• Your objective: Rewrite all the records below as a numbered list, one line per item, with blank lines and the pictures left out.

☆ ☆ ☆ ☆

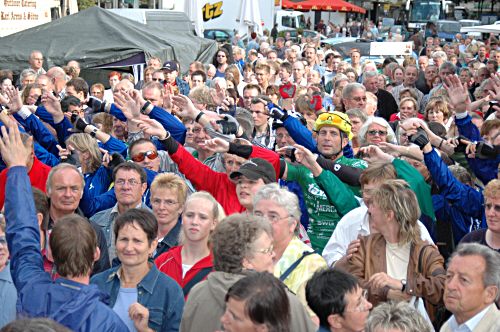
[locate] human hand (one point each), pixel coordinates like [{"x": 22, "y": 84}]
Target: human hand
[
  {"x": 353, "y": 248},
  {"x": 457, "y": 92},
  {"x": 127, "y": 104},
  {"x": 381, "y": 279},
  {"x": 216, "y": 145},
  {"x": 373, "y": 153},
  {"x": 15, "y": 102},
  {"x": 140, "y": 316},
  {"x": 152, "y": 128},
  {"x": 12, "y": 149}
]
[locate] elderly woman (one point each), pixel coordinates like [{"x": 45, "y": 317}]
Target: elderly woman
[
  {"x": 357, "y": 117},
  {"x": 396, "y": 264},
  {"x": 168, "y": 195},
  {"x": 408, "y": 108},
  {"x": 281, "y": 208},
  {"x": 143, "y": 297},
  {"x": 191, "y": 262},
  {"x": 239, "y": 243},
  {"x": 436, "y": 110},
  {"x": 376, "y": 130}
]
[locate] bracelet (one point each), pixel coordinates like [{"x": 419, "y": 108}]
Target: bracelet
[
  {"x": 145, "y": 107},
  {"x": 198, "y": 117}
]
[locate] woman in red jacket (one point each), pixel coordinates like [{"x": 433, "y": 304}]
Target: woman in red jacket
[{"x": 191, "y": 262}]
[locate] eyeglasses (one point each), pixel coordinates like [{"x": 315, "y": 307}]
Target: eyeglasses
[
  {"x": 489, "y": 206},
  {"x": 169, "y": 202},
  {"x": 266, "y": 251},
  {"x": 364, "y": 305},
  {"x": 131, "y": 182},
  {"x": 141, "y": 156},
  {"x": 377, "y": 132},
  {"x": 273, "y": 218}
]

☆ ☆ ☆ ☆

• Exercise solution:
1. [locate] human hand (one point each), pixel coordinates like [{"x": 22, "y": 84}]
2. Target: human hand
3. [
4.   {"x": 353, "y": 248},
5.   {"x": 457, "y": 92},
6.   {"x": 127, "y": 104},
7.   {"x": 381, "y": 279},
8.   {"x": 216, "y": 145},
9.   {"x": 373, "y": 153},
10.   {"x": 15, "y": 102},
11.   {"x": 140, "y": 316},
12.   {"x": 152, "y": 128},
13.   {"x": 12, "y": 149}
14. ]
15. [locate] elderly woman (one point each), pixel coordinates like [{"x": 45, "y": 317}]
16. Target: elderly woman
17. [
18.   {"x": 357, "y": 117},
19.   {"x": 396, "y": 264},
20.   {"x": 168, "y": 195},
21.   {"x": 408, "y": 108},
22.   {"x": 281, "y": 208},
23.   {"x": 143, "y": 297},
24.   {"x": 191, "y": 262},
25.   {"x": 239, "y": 243},
26.   {"x": 436, "y": 110},
27.   {"x": 376, "y": 130}
28. ]
29. [locate] bracelet (one point each), pixel coordinates like [{"x": 419, "y": 108}]
30. Target: bracelet
31. [
32.   {"x": 145, "y": 107},
33.   {"x": 198, "y": 117}
34. ]
35. [locate] woman in red jacket (one point each), pixel coordinates like [{"x": 433, "y": 304}]
36. Target: woman in red jacket
37. [{"x": 191, "y": 262}]
38. [locate] eyeglasses (one point each), pixel coordinates like [{"x": 315, "y": 307}]
39. Target: eyeglasses
40. [
41.   {"x": 489, "y": 206},
42.   {"x": 169, "y": 202},
43.   {"x": 266, "y": 251},
44.   {"x": 364, "y": 305},
45.   {"x": 131, "y": 182},
46.   {"x": 141, "y": 156},
47.   {"x": 377, "y": 132},
48.   {"x": 273, "y": 218}
49. ]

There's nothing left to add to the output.